▶ Selected text
·····

Eleven people including two Bangladeshis were killed and several others injured on Thursday when a fire swept through cramped lodgings of migrant workers in the Maldives capital Male, an official said.
However, the detailed identities of the deceased were not immediately revealed
Another Bangladeshi, primarily identified as Taiyab, was hospitalized in critical condition.
"We will hopefully be able to know details once we can talk to the injured person. He is not in a position to talk at this moment," an official at Bangladesh High Commission in Maldives told UNB.
Maldives National Defence Force (MNDF) Fire and Rescue Service Commandant Col Ibrahim Rasheed said the dead bodies recovered from the scene were severely burnt, making it difficult to identify them or even determine their sex.
It was the third fire in the quarters, with the second one taking place there two months ago.

·····

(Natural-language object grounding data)
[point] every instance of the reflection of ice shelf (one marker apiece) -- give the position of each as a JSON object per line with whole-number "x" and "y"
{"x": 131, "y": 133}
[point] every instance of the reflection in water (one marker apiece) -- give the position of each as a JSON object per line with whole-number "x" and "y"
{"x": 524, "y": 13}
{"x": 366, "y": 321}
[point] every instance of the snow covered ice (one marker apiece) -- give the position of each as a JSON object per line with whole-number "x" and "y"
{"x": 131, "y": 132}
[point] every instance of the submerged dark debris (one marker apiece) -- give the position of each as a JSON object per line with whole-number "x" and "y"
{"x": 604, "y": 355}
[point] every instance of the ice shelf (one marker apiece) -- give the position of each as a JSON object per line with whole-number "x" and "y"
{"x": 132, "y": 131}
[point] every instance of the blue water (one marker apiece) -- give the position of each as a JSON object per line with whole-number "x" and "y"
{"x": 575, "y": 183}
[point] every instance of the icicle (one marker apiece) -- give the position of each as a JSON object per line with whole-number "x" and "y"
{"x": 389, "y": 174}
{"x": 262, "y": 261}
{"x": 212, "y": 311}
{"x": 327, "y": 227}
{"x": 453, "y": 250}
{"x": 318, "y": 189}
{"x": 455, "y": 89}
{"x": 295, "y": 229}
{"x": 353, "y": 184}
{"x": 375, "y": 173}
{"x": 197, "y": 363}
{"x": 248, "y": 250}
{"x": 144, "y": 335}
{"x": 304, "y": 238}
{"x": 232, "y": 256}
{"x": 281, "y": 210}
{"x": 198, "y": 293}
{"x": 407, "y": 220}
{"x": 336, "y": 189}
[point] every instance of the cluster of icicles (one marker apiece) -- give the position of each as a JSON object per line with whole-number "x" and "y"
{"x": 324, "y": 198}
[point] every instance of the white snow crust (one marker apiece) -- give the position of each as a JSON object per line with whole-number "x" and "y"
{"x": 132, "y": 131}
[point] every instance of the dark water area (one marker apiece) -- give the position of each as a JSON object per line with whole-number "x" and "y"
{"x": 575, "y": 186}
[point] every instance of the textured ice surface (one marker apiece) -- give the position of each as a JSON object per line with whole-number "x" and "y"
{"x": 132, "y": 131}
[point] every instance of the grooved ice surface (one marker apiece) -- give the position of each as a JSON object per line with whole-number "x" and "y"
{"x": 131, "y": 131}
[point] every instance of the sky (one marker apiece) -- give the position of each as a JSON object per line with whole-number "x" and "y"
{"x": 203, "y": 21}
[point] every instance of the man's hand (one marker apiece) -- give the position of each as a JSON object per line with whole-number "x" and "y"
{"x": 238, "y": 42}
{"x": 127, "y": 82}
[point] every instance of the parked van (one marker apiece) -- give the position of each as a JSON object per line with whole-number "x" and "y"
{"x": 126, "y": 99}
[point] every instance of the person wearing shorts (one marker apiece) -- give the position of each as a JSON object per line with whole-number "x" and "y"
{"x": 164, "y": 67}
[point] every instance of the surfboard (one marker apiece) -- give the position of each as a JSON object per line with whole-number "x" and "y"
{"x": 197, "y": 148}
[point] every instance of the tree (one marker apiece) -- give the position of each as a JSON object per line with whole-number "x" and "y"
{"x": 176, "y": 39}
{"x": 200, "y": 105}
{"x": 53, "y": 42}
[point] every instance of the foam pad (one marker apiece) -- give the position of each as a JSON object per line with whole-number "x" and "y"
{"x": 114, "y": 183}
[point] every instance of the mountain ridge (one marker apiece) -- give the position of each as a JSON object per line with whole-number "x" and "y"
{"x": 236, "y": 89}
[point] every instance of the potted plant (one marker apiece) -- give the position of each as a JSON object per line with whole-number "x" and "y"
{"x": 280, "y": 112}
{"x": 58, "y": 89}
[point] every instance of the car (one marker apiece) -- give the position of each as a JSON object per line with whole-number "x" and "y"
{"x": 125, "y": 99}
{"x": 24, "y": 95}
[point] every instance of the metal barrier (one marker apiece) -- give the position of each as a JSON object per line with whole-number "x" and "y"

·····

▶ Prompt 1
List every organization named in the article about the fire in Male, using the names the article gives them.
▶ Prompt 2
Quote the article about the fire in Male between "Eleven people including" and "determine their sex.", inclusive.

▶ Written solution 1
Bangladesh High Commission in Maldives
UNB
Maldives National Defence Force (MNDF)
MNDF Fire and Rescue Service

▶ Written solution 2
Eleven people including two Bangladeshis were killed and several others injured on Thursday when a fire swept through cramped lodgings of migrant workers in the Maldives capital Male, an official said.
However, the detailed identities of the deceased were not immediately revealed
Another Bangladeshi, primarily identified as Taiyab, was hospitalized in critical condition.
"We will hopefully be able to know details once we can talk to the injured person. He is not in a position to talk at this moment," an official at Bangladesh High Commission in Maldives told UNB.
Maldives National Defence Force (MNDF) Fire and Rescue Service Commandant Col Ibrahim Rasheed said the dead bodies recovered from the scene were severely burnt, making it difficult to identify them or even determine their sex.